*** GIVEN INFORMATION ***

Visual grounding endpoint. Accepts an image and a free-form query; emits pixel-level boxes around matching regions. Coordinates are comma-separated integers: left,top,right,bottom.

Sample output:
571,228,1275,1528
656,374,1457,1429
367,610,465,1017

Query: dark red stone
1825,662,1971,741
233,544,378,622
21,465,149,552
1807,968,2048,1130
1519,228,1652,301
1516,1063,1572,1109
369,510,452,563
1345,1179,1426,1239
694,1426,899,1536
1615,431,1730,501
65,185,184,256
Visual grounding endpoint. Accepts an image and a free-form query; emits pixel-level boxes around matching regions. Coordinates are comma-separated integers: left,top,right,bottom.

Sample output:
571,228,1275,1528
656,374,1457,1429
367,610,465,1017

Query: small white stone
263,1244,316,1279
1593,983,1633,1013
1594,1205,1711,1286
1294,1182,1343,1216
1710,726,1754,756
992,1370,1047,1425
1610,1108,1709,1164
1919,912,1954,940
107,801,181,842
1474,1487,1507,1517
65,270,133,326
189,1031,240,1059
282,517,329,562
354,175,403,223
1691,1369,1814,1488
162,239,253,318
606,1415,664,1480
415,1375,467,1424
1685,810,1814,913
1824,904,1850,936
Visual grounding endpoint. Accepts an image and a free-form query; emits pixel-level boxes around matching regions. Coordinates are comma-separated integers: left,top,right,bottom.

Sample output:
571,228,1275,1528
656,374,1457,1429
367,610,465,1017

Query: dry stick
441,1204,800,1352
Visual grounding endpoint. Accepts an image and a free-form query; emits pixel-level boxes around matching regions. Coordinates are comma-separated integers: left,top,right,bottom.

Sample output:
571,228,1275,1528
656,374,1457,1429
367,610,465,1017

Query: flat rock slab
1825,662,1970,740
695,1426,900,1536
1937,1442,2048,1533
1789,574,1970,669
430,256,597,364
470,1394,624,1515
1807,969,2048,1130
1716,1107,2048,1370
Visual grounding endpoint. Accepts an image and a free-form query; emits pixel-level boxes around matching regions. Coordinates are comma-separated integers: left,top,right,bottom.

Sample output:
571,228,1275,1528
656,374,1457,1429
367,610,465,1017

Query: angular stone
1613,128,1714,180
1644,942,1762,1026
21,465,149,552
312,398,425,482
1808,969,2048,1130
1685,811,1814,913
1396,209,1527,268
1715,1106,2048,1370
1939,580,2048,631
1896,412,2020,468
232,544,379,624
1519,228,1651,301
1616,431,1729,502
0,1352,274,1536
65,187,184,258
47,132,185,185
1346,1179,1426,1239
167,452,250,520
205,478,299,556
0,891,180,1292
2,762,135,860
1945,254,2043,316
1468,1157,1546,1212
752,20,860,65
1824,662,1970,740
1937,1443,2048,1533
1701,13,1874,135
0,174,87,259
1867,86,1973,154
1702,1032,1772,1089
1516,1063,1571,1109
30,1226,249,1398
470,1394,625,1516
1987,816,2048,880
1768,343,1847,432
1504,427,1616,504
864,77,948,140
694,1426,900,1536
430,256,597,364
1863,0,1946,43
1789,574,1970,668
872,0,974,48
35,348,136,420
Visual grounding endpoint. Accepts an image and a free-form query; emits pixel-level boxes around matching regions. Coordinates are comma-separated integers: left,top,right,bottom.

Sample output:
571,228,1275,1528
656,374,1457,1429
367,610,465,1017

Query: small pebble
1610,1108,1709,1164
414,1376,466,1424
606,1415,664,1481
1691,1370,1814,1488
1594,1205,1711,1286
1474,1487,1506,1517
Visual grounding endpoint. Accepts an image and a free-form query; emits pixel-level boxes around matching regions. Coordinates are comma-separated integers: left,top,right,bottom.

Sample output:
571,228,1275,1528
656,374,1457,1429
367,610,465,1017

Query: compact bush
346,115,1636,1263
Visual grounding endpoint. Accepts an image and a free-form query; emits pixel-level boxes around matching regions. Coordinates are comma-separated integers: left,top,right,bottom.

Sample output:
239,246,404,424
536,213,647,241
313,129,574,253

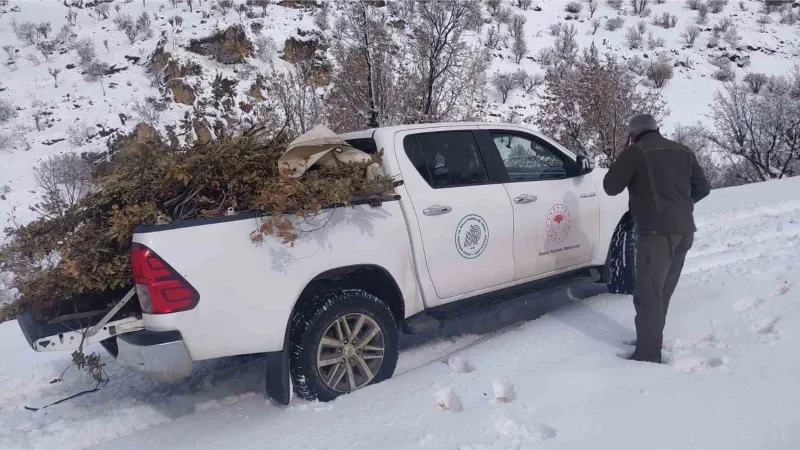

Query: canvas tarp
278,124,383,179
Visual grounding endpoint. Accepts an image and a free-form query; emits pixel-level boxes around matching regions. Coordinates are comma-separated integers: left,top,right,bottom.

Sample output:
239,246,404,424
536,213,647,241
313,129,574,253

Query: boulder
187,24,252,64
167,79,196,105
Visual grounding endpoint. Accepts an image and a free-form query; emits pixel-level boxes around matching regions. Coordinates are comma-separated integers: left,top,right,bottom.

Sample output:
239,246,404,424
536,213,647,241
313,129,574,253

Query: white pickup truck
19,122,634,404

*** End of GIVEN INFORMATION ***

▶ [WHAT IS NEEDED]: Give all the entries again exactly, dropping each picture.

▶ [SOLUTION BELOW]:
Visual grounding endpoint. Accepts an image and a free-form query; emits pixel-level boxes around matching regions. Coordinates are comma-separated integers: left,top,right,bottom.

Sample output:
571,228,1275,1528
656,374,1457,1429
367,610,465,1017

Query: dark red stone
1825,662,1971,741
233,544,378,622
21,465,149,552
1807,968,2048,1130
1519,228,1652,301
1516,1063,1572,1109
369,510,452,563
1345,1179,1426,1239
694,1426,899,1536
1615,431,1730,501
65,185,184,256
Visual grounding endpoint. Accepts an image and a free-form query; emits pixel-level boxes around matching regions. Coordinates are comma-separated integers: left,top,right,bottom.

Sample output:
571,228,1275,1528
656,374,1457,1429
367,610,465,1017

Query: small white stone
263,1244,316,1279
1593,983,1633,1013
1594,1205,1711,1286
1294,1182,1343,1216
1710,726,1754,756
992,1370,1047,1425
1610,1108,1709,1164
1919,912,1954,940
107,801,181,842
1474,1487,1507,1517
65,270,133,326
189,1031,240,1059
282,517,329,562
354,175,403,223
1691,1369,1814,1488
162,239,253,318
606,1415,664,1480
415,1375,467,1424
1685,810,1814,913
1824,904,1850,936
Visual grounding endpoint. Accepts an image and a free-form query; emits pixel-level boxes around matching regions. Coordinates are comma-separated integers: left,top,right,bottom.

Sample output:
571,228,1275,1528
656,374,1457,1429
367,610,465,1017

Query: dry stick
441,1204,800,1352
Visual grounding endpoint. Accepts an image and a free-form query; emits pixel-level boxes around matching regions. Coordinates are comma-separated integers: left,top,right,bottom.

Sample output:
571,228,1275,1528
656,374,1457,1429
367,610,465,1017

Query: flat rock slab
1825,662,1970,740
695,1426,900,1536
1937,1442,2048,1533
1789,574,1970,669
430,256,597,364
470,1394,624,1515
1807,969,2048,1130
1716,1107,2048,1370
Visual grounding endpoint. Accepts an image and a free-form query; emits pixel-level boxes around matching regions. Coordinates are comma-separated integers: left,top,right,bottom.

Sample output:
571,228,1275,1528
656,374,1457,1429
367,610,465,1017

Query: angular stone
1613,128,1714,180
1644,942,1762,1026
21,465,149,552
312,398,425,482
1808,969,2048,1130
1685,811,1814,913
1396,209,1527,268
1715,1106,2048,1370
1939,580,2048,631
1896,412,2020,468
232,544,379,624
1519,228,1651,301
1616,431,1729,502
0,1352,274,1536
65,187,184,258
47,132,185,185
1346,1179,1426,1239
167,452,250,520
205,478,299,556
0,891,180,1292
2,762,135,860
1945,254,2043,316
1468,1157,1546,1212
752,20,860,65
1824,662,1970,740
1937,1443,2048,1533
1701,13,1874,135
0,174,87,259
1867,86,1973,154
1702,1032,1772,1089
1516,1063,1571,1109
30,1226,249,1398
470,1394,625,1516
1987,816,2048,880
1768,343,1847,432
1504,427,1616,504
864,77,948,140
694,1426,900,1536
430,256,597,364
1863,0,1946,43
1789,574,1970,668
872,0,974,48
35,348,136,420
Visual grounding endpoint. Accepts an image and a free-form query; emits pixel-level boxes around matching regions. Coordinates are comma-separated integers: left,top,right,bottom.

Sample output:
571,228,1275,1528
656,374,1457,1429
367,610,465,1017

Query: small pebble
1610,1108,1709,1164
414,1376,466,1424
606,1415,664,1481
1691,1370,1814,1488
1594,1205,1711,1286
1474,1487,1506,1517
Visual grounding endpoint. Accepts an image and a free-form query; emits pixel-level boxes around matching regions. Coordinates are comma-separated integers: left,top,right,bottom.

Sample output:
571,228,1275,1528
656,374,1457,1429
367,610,465,1017

Query: compact bush
346,115,1636,1263
Visual grounding endpoint. Accepts an image and a free-form query; emits pixel-level boxes around matching regions. Coordinates are comma-separated integers: left,top,right,bottom.

Sample output:
239,246,404,424
536,213,647,241
313,129,574,253


Query: canvas tarp
278,124,383,179
Visual grounding endpoint. Accepts an image and a free-form query; emits pixel-level boxes around matching regions. Coordinates are comma-separated integers: left,top,right,bottom.

Sample output:
239,246,404,424
536,213,647,241
313,129,574,253

Query: boulder
187,24,252,64
167,79,196,105
Visual grounding endpoint. Accepts an image and a free-form query; emits pixel-level boxes around matching regions. Coordinates are comma-separated integers: left,top,right,bottom.

Sample output:
239,246,404,424
536,213,647,241
313,129,574,253

Query: white pickup truck
19,122,634,404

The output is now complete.